(Problem description):
Gather every row below that contains the string "surface" and copy each one unchanged.

(Data listing):
[start]

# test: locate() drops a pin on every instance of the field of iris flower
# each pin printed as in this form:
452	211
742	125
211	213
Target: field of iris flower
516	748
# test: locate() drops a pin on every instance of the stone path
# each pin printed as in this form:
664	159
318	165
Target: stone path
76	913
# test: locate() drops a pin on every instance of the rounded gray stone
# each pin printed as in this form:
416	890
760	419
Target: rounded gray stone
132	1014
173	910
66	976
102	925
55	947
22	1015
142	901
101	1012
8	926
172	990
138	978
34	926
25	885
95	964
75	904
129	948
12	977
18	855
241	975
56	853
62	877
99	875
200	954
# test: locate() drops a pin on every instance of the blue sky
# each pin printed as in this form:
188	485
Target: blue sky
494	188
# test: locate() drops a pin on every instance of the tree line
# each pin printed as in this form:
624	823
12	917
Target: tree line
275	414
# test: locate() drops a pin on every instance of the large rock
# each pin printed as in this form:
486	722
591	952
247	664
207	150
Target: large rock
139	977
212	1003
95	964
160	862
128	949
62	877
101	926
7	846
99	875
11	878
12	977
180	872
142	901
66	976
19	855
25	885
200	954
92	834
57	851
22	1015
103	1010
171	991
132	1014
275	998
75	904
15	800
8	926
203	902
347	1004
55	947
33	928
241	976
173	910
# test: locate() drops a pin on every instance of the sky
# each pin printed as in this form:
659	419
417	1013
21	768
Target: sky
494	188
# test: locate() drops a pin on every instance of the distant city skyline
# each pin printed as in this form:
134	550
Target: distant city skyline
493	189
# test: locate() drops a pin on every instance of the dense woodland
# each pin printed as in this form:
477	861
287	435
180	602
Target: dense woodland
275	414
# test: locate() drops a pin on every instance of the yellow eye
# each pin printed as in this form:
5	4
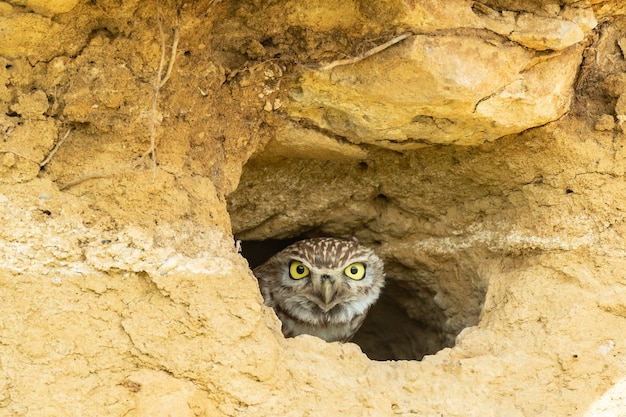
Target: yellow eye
298	270
355	271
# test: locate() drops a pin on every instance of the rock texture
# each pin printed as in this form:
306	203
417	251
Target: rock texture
482	156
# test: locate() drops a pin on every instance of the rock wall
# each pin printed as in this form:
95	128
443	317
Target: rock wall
477	147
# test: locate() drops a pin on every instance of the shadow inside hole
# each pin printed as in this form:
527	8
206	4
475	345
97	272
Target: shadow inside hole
388	332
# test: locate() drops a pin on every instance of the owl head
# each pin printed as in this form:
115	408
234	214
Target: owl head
322	280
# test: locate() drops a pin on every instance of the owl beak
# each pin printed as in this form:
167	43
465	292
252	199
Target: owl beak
328	292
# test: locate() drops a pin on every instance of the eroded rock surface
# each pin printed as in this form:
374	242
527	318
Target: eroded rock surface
122	289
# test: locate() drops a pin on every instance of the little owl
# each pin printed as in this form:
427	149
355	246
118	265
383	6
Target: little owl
323	287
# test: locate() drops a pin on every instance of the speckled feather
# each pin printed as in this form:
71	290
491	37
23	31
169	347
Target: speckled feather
298	304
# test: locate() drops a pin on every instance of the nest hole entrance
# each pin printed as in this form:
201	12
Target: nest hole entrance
392	329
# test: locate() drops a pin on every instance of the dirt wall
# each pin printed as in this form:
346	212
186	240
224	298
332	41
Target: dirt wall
478	148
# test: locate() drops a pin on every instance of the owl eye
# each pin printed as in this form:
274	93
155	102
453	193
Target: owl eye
355	271
298	270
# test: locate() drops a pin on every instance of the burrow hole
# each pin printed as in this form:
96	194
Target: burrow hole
426	301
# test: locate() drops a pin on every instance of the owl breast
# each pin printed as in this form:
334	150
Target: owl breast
322	287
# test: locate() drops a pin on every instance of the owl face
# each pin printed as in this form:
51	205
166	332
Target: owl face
322	281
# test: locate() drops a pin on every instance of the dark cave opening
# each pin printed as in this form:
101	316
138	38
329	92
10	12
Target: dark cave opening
388	332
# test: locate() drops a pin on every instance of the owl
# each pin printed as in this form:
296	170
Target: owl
322	286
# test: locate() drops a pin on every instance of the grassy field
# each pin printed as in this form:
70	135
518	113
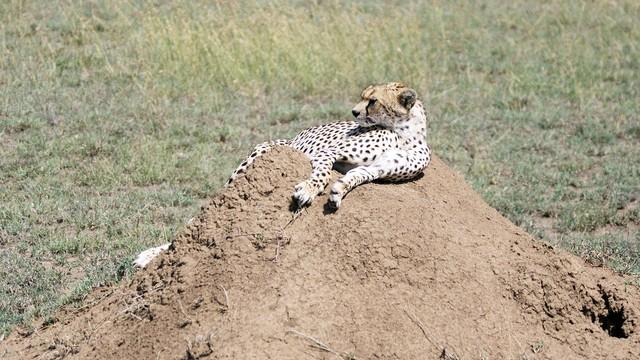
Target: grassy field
119	118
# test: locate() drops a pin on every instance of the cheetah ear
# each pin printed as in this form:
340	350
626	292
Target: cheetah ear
407	98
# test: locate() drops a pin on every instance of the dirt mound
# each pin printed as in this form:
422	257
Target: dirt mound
419	270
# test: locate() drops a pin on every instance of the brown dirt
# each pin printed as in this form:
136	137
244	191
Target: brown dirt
419	270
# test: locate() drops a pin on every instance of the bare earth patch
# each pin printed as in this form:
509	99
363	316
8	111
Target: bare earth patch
424	269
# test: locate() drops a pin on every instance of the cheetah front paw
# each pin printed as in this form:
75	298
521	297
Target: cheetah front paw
337	193
305	192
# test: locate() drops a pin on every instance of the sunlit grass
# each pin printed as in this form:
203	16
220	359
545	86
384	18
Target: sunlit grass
117	118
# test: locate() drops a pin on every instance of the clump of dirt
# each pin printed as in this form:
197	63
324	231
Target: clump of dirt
424	269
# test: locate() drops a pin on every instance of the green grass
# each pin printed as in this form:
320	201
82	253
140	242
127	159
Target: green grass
118	118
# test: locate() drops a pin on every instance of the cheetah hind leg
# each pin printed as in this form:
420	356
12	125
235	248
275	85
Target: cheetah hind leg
257	151
321	163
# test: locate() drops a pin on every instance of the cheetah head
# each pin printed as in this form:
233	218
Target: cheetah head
384	104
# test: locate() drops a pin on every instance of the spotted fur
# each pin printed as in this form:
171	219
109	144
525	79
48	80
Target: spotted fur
386	141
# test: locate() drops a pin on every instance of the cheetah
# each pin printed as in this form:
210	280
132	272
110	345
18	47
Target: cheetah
386	141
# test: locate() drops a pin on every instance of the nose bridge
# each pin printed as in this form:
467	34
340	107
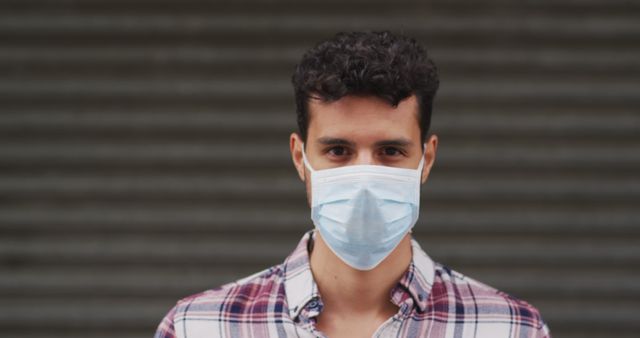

[end]

(Answer for this exercise):
# test: locate() drops a pin on every instance of the eroded rock surface
Target: eroded rock surface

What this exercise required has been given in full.